-- Jobs --
**A.** In the piece on Scottish Christmas traditions below, list the ingredients that make up the stiff Black Bun mixture before it goes into the pastry-lined tin.
**B.** Resume the piece on Scottish Christmas traditions below, picking up after its final sentence.

Black Bun. Originally Twelfth Night Cake. It is a very rich fruit cake, almost solid with fruit, almonds, spices and the ingredients are bound together with plenty of Whisky. The stiff mixture is put into a cake tin lined with a rich short pastry and baked.

This takes the place of the even more ancient Sun Cakes. A legacy from Scotland's close associations with Scandinavia. Sun cakes were baked with a hole in the centre and symmetrical lines around, representing the rays of the Sun. This pattern is now found on the modern Scottish Shortbread, and has been misidentified as convenient slices marked onto the shortbread!

Bees leave hives Xmas Morn.
There is an old belief that early on Christmas Morning all bees will leave their hives, swarm, and then return. Many old Scots tell tales of having witnessed this happening, though no-one can explain why. One explanation is that bees get curious about their surroundings, and if there is unexpected activity they will want to check it out to see if there is any danger. As people were often up and about on Christmas night observing various traditions, or just returning from the night services, the bees would sense the disturbance and come out to see what was going on.

Divination customs - Ashes, Bull, Cailleach
There are a number of ancient divination customs associated with Scottish Christmas tradition. One involves checking the cold ashes the morning after the Christmas fire. A foot shape facing the door was said to be foretelling a death in the family, while a foot facing into the room meant a new arrival. Another was the ceremonial burning of Old Winter, the Cailleach. A piece of wood was carved roughly to represent the face of an old woman, then named as the Spirit of Winter, the Cailleach. This was placed onto a good fire to burn away, and all the family gathered had to watch to the end. The burning symbolised the ending of all the bad luck and enmities etc of the old year, with a fresh start.

(Coordinate labeling data)
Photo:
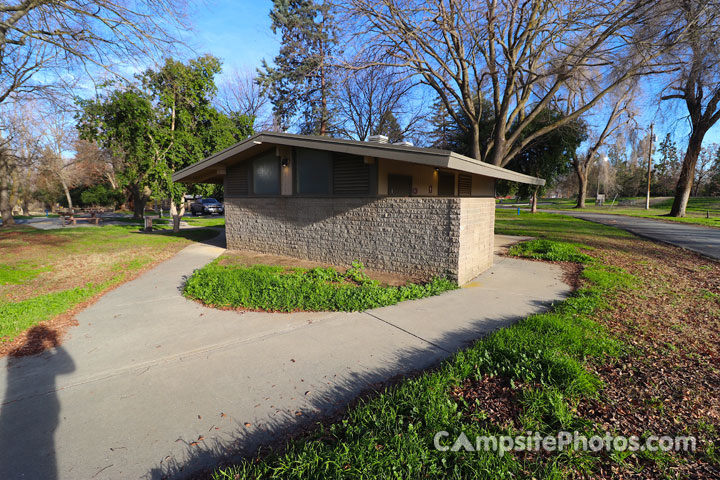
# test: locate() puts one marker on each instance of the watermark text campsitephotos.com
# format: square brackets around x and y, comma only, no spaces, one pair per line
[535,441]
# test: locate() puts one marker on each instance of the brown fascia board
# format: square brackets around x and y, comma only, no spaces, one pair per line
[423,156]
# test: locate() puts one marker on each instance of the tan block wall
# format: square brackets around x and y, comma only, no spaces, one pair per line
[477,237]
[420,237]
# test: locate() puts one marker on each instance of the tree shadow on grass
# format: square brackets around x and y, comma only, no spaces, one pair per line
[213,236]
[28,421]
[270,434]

...

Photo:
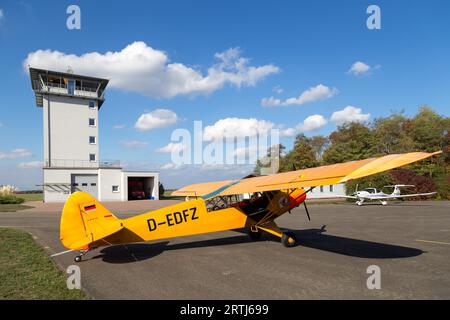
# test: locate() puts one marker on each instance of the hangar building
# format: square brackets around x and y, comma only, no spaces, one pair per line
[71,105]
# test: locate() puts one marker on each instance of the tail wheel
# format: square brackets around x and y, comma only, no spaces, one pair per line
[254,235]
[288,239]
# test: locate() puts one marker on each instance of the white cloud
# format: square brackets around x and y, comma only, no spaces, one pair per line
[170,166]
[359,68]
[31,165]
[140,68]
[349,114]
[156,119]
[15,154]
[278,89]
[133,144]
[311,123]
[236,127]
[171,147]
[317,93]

==

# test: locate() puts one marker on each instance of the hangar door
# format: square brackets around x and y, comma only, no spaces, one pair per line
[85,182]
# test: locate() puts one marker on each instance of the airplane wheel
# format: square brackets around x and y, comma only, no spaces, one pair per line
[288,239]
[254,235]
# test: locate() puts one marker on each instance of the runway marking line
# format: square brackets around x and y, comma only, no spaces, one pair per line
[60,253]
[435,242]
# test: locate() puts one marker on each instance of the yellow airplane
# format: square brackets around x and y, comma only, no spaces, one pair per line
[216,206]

-- Per-task outputs --
**A.** Fruit, almonds, spices, and whisky.

**B.**
The Candlemas Bull was in reality a cloud. It was believed that a bull would cross the sky in the form of a cloud, early on the morning on Candlemas, February 2nd. From its appearance people would divine. An East travelling cloud foretold a good year, south meant a poor grain year, but if it faced to the west the year would be poor. This custom was a remnant of the ancient Mithraiac religion, when the Bull-god would come at the start of Spring to warn of the year the farmers could expect.

CANDLELIGHT
All of the Celtic countries have a similar custom of lighting a candle at Christmastime to light the way of a stranger.

In Scotland was the Oidche Choinnle, or Night of Candles. Candles were placed in every window to light the way for the Holy Family on Christmas Eve and First Footers on New Years Eve. Shopkeepers gave their customers Yule Candles as a symbol of goodwill wishing them a 'Fire to warm you by, and a light to guide you'.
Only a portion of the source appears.